Available data Block Start
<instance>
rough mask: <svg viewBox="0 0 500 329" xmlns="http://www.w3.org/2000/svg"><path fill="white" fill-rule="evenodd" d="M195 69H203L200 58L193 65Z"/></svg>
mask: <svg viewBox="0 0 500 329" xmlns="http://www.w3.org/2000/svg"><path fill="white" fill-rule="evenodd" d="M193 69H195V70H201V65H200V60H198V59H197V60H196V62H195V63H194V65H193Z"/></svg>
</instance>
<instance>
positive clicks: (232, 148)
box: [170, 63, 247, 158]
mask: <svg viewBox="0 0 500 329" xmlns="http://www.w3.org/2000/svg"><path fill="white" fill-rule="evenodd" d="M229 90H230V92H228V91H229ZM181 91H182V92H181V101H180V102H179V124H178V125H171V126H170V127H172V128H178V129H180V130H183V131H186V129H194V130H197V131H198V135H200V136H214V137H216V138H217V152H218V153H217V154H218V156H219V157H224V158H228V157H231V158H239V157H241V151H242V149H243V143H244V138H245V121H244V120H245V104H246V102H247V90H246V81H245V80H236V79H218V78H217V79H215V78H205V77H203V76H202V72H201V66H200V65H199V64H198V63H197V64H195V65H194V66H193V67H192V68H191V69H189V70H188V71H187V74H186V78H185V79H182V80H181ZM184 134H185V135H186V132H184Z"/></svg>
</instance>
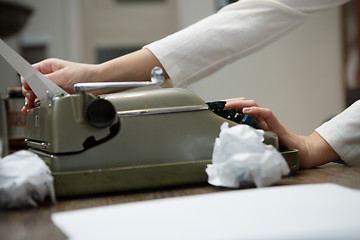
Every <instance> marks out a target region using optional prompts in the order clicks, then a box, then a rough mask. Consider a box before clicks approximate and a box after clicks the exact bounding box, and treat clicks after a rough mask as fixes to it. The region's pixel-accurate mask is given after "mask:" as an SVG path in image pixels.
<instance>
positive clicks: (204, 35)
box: [144, 0, 349, 87]
mask: <svg viewBox="0 0 360 240" xmlns="http://www.w3.org/2000/svg"><path fill="white" fill-rule="evenodd" d="M348 1H349V0H316V1H315V0H241V1H238V2H236V3H233V4H230V5H228V6H227V7H224V8H223V9H221V10H220V11H219V12H218V13H216V14H214V15H211V16H209V17H207V18H205V19H203V20H201V21H199V22H197V23H195V24H193V25H191V26H189V27H187V28H185V29H183V30H181V31H179V32H176V33H174V34H172V35H169V36H167V37H165V38H163V39H161V40H159V41H156V42H153V43H151V44H149V45H146V46H144V48H147V49H149V50H150V51H151V52H152V53H153V54H154V55H155V56H156V57H157V58H158V60H159V61H160V63H161V64H162V65H163V67H164V68H165V70H166V72H167V73H168V75H169V76H170V78H171V80H172V82H173V84H174V86H176V87H184V86H186V85H188V84H190V83H192V82H194V81H197V80H199V79H201V78H204V77H206V76H208V75H210V74H212V73H213V72H215V71H217V70H219V69H220V68H222V67H224V66H225V65H226V64H228V63H231V62H234V61H235V60H237V59H239V58H242V57H245V56H247V55H249V54H251V53H253V52H255V51H258V50H259V49H261V48H262V47H264V46H266V45H268V44H269V43H271V42H274V41H275V40H276V39H278V38H279V37H280V36H282V35H284V34H285V33H286V32H288V31H289V30H291V29H293V28H294V27H296V26H298V25H299V24H300V23H302V22H303V21H304V20H305V19H307V18H308V17H309V16H310V15H312V14H313V13H315V12H318V11H321V10H324V9H328V8H331V7H335V6H340V5H342V4H344V3H345V2H348Z"/></svg>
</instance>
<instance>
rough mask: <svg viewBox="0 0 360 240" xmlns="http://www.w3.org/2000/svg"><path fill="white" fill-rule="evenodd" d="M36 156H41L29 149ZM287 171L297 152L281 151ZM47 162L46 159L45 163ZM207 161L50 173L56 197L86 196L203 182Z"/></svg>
mask: <svg viewBox="0 0 360 240" xmlns="http://www.w3.org/2000/svg"><path fill="white" fill-rule="evenodd" d="M33 151H34V152H35V153H37V154H38V155H39V156H40V157H43V158H44V157H45V156H44V154H43V153H41V152H39V151H36V150H33ZM281 153H282V155H283V156H284V158H285V159H286V161H287V163H288V165H289V167H290V169H291V172H294V171H296V170H298V169H299V162H298V157H297V154H298V150H295V149H290V150H285V151H281ZM48 160H49V159H47V161H48ZM208 164H211V160H199V161H191V162H176V163H163V164H151V165H139V166H128V167H118V168H107V169H93V170H81V171H66V172H52V174H53V176H54V185H55V193H56V195H57V196H76V195H89V194H96V193H107V192H117V191H131V190H139V189H151V188H159V187H160V188H161V187H167V186H179V185H189V184H199V183H206V182H207V177H208V176H207V174H206V172H205V169H206V167H207V165H208Z"/></svg>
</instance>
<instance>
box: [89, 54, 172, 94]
mask: <svg viewBox="0 0 360 240" xmlns="http://www.w3.org/2000/svg"><path fill="white" fill-rule="evenodd" d="M154 67H161V68H162V69H163V70H164V68H163V67H162V65H161V64H160V62H159V61H158V60H157V58H156V57H155V56H154V55H153V54H152V53H151V52H150V51H149V50H147V49H141V50H139V51H136V52H133V53H130V54H127V55H124V56H121V57H118V58H115V59H112V60H110V61H107V62H104V63H102V64H99V65H97V66H96V74H95V75H94V77H93V78H92V81H97V82H124V81H126V82H130V81H150V73H151V70H152V69H153V68H154ZM164 73H165V82H164V83H163V84H162V87H171V83H170V81H169V77H168V75H167V73H166V71H165V70H164ZM120 90H124V89H108V90H101V91H95V92H93V93H95V94H103V93H109V92H117V91H120Z"/></svg>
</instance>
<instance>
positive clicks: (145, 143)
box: [26, 88, 299, 196]
mask: <svg viewBox="0 0 360 240" xmlns="http://www.w3.org/2000/svg"><path fill="white" fill-rule="evenodd" d="M225 121H226V122H228V123H229V125H230V126H234V125H236V124H238V123H236V122H234V121H233V120H231V119H228V116H219V115H218V113H217V112H215V111H214V109H213V108H212V107H211V104H207V103H205V102H204V101H203V100H202V99H201V98H199V97H198V96H197V95H195V94H193V93H192V92H190V91H187V90H184V89H178V88H169V89H156V90H148V91H139V92H128V93H116V94H108V95H102V96H100V97H95V96H93V95H92V94H89V93H85V92H82V93H79V94H74V95H66V96H61V97H54V98H52V99H49V100H47V101H44V102H42V103H41V104H40V105H39V106H37V107H35V108H33V109H32V111H31V112H30V113H29V114H28V116H27V125H26V132H27V140H26V142H27V145H28V146H29V148H30V150H31V151H33V152H35V153H37V154H38V155H39V156H40V157H41V158H42V159H44V161H45V162H46V163H47V164H48V165H49V167H50V169H51V171H52V174H53V175H54V179H55V191H56V194H57V195H58V196H66V195H81V194H92V193H100V192H112V191H124V190H133V189H144V188H154V187H162V186H174V185H183V184H193V183H203V182H206V181H207V175H206V173H205V168H206V165H207V164H209V163H211V156H212V150H213V145H214V142H215V139H216V138H217V137H218V135H219V132H220V125H221V124H222V123H223V122H225ZM265 142H266V143H268V144H273V145H274V146H275V147H278V140H277V136H276V135H275V134H274V133H271V132H266V134H265ZM282 154H283V156H284V157H285V158H286V160H287V162H288V164H289V166H290V168H291V169H292V170H293V171H294V170H296V169H297V168H298V167H299V164H298V161H297V150H284V151H282Z"/></svg>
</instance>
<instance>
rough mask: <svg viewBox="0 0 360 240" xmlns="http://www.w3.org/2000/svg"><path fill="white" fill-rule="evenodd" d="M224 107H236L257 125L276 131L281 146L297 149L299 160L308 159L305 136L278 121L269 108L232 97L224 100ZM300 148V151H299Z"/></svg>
mask: <svg viewBox="0 0 360 240" xmlns="http://www.w3.org/2000/svg"><path fill="white" fill-rule="evenodd" d="M225 108H236V109H238V111H239V112H242V113H244V114H248V115H250V116H252V117H253V118H254V119H255V122H256V124H257V127H259V128H261V129H263V130H265V131H272V132H274V133H276V135H277V136H278V138H279V142H280V144H281V145H282V146H283V147H286V148H295V149H299V155H298V157H299V160H300V162H302V161H305V159H308V150H309V149H308V144H307V139H306V137H305V136H299V135H296V134H295V133H293V132H292V131H290V130H289V129H288V128H286V127H285V126H284V125H283V124H281V123H280V122H279V120H278V119H277V118H276V116H275V115H274V114H273V112H272V111H271V110H270V109H267V108H262V107H260V106H259V105H258V104H257V103H256V102H255V101H254V100H248V99H246V98H234V99H228V100H226V105H225ZM300 149H301V151H300Z"/></svg>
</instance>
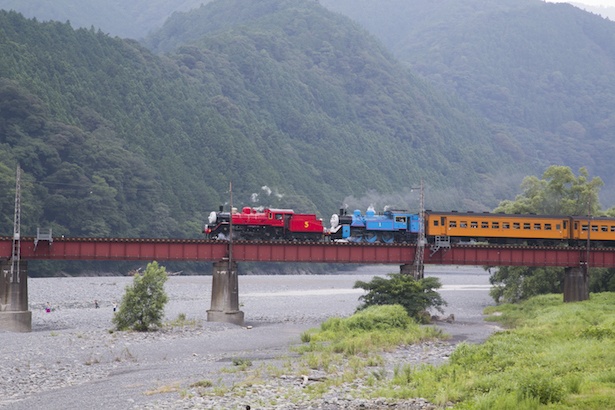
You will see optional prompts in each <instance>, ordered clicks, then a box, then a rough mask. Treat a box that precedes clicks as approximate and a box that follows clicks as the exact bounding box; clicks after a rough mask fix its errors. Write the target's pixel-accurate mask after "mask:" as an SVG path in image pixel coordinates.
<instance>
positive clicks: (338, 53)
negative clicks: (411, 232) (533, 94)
mask: <svg viewBox="0 0 615 410" xmlns="http://www.w3.org/2000/svg"><path fill="white" fill-rule="evenodd" d="M247 10H249V11H250V13H249V15H250V16H259V17H257V18H253V19H250V18H248V19H245V20H244V21H242V22H241V24H239V23H237V25H234V20H232V21H229V22H228V24H227V25H226V27H225V29H222V30H217V31H215V33H214V34H212V35H209V36H207V35H205V36H202V37H199V36H194V35H192V34H191V27H192V30H194V27H198V28H199V30H201V29H202V28H203V27H213V26H216V25H219V24H220V20H221V18H222V17H221V16H224V15H228V16H237V15H240V14H241V11H247ZM233 18H235V17H233ZM191 24H194V25H193V26H191ZM173 25H176V28H177V30H175V31H173V32H174V33H175V34H174V35H173V36H171V35H169V36H167V38H168V40H165V41H166V43H174V44H182V43H183V41H182V38H183V36H186V37H188V38H192V39H194V40H193V41H192V42H191V43H190V44H187V43H186V44H185V45H183V46H181V47H180V48H178V49H177V50H176V51H175V52H174V53H172V54H169V55H168V56H162V57H159V56H156V55H154V54H152V53H151V52H150V51H148V50H146V49H145V48H143V47H142V46H140V45H139V44H137V43H136V42H134V41H125V40H121V39H119V38H111V37H109V36H107V35H105V34H103V33H102V32H99V31H96V30H94V29H92V30H86V29H79V30H73V29H72V28H71V27H70V26H69V25H68V24H64V23H39V22H36V21H32V20H26V19H24V18H23V17H22V16H20V15H18V14H16V13H6V12H1V13H0V27H2V29H1V30H0V47H2V50H3V53H1V54H0V68H1V69H0V73H1V78H0V94H2V96H3V98H2V99H1V100H0V101H1V103H0V184H1V185H2V187H3V189H4V192H9V193H10V192H13V187H14V179H13V178H14V170H15V167H16V165H17V164H18V163H19V164H20V165H21V167H22V168H23V169H24V184H23V193H24V201H23V203H24V207H27V209H24V217H23V220H22V222H23V224H24V226H23V228H22V232H24V234H26V235H27V234H28V233H30V234H31V233H32V232H34V231H35V229H36V227H38V226H40V227H52V228H53V229H54V232H55V233H56V234H66V235H72V236H188V237H198V236H200V230H201V226H202V223H203V222H204V220H205V216H206V215H207V213H208V212H209V211H211V210H212V209H217V207H218V205H219V204H221V203H224V202H227V201H228V198H229V192H228V186H229V181H231V180H232V181H233V194H234V199H235V201H236V202H235V204H237V205H243V204H251V203H254V204H259V205H273V206H284V207H291V208H295V209H296V210H298V211H309V212H317V213H318V214H319V215H320V216H322V217H324V218H328V216H329V214H331V213H332V212H334V211H336V210H337V209H338V208H339V206H341V205H344V199H345V198H347V197H351V196H352V197H355V198H360V197H362V196H364V195H366V193H368V192H374V193H376V194H377V195H378V196H382V197H384V196H385V195H393V194H395V195H398V196H397V197H396V198H397V199H396V202H397V203H396V205H399V206H403V205H408V204H410V205H411V206H414V207H416V201H417V197H416V194H414V195H411V194H410V195H409V197H410V199H406V198H403V197H402V195H403V194H404V193H405V194H409V193H410V188H411V187H412V186H415V185H416V184H417V183H418V182H419V180H420V179H421V178H423V179H425V181H426V183H427V185H428V187H430V189H431V190H432V191H431V192H432V195H431V196H430V200H431V201H432V202H430V206H432V207H434V208H436V207H443V206H446V207H452V206H455V207H457V206H460V207H464V208H467V209H476V210H482V209H488V208H489V207H491V206H493V204H495V203H496V202H497V201H498V200H499V199H502V198H503V197H507V196H510V187H514V186H516V185H517V183H518V180H519V178H520V177H521V176H522V172H521V171H519V170H518V171H517V173H515V172H514V171H513V170H512V169H511V168H507V167H506V166H505V165H504V166H503V165H502V164H511V163H512V161H511V157H512V156H514V155H516V154H517V152H516V148H515V147H514V146H511V147H508V148H507V149H504V150H503V149H501V147H498V148H495V146H496V145H497V138H496V137H494V135H493V133H492V132H491V130H490V129H489V128H488V127H487V126H486V124H484V123H483V122H482V121H481V120H480V118H479V117H476V116H474V115H473V114H472V113H471V112H469V111H468V110H467V109H466V108H464V105H463V104H461V103H460V102H459V101H456V100H455V99H451V98H448V97H446V98H445V97H444V96H443V95H440V94H439V93H438V92H435V91H434V90H433V89H432V88H431V87H429V86H428V85H426V83H424V82H423V81H421V80H418V79H416V78H415V77H413V76H412V75H411V74H410V73H408V72H407V71H406V70H405V68H404V67H402V66H401V65H400V64H399V63H397V62H396V61H395V59H394V58H392V57H391V56H390V55H389V54H388V53H387V52H386V50H384V49H383V47H381V46H380V45H379V44H378V43H377V42H375V41H374V40H373V38H371V37H370V36H369V35H367V34H366V33H365V32H364V31H363V30H361V29H359V28H358V27H357V26H356V25H354V24H353V23H351V22H350V21H349V20H347V19H346V18H344V17H341V16H338V15H335V14H332V13H330V12H328V11H327V10H326V9H324V8H322V7H321V6H319V5H318V4H316V3H305V2H300V1H272V0H269V1H259V2H252V1H248V0H244V1H238V0H237V1H223V2H216V3H214V4H212V5H210V6H205V7H202V8H199V9H197V10H196V11H193V12H192V13H190V14H181V13H180V14H176V15H175V17H174V18H173V19H171V20H170V21H169V23H168V24H167V26H166V28H165V29H164V30H168V28H169V27H172V26H173ZM153 38H154V37H153ZM156 38H160V37H156ZM498 178H502V180H500V179H498ZM502 181H504V182H506V183H502ZM262 187H263V188H262ZM269 188H271V191H269ZM389 198H391V196H389ZM12 201H13V198H12V195H11V194H9V195H5V196H3V198H2V199H0V214H1V215H2V217H3V218H2V220H0V231H1V232H5V233H9V232H11V230H12V211H13V206H12V205H13V204H12ZM252 201H253V202H252ZM367 205H368V204H361V206H367Z"/></svg>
Available data Block End
Problem to solve - List every line of the material above that contains the word "positive", copying each line in full.

Task answer -
positive clicks: (232, 148)
positive clicks: (204, 35)
positive clicks: (145, 143)
positive clicks: (338, 53)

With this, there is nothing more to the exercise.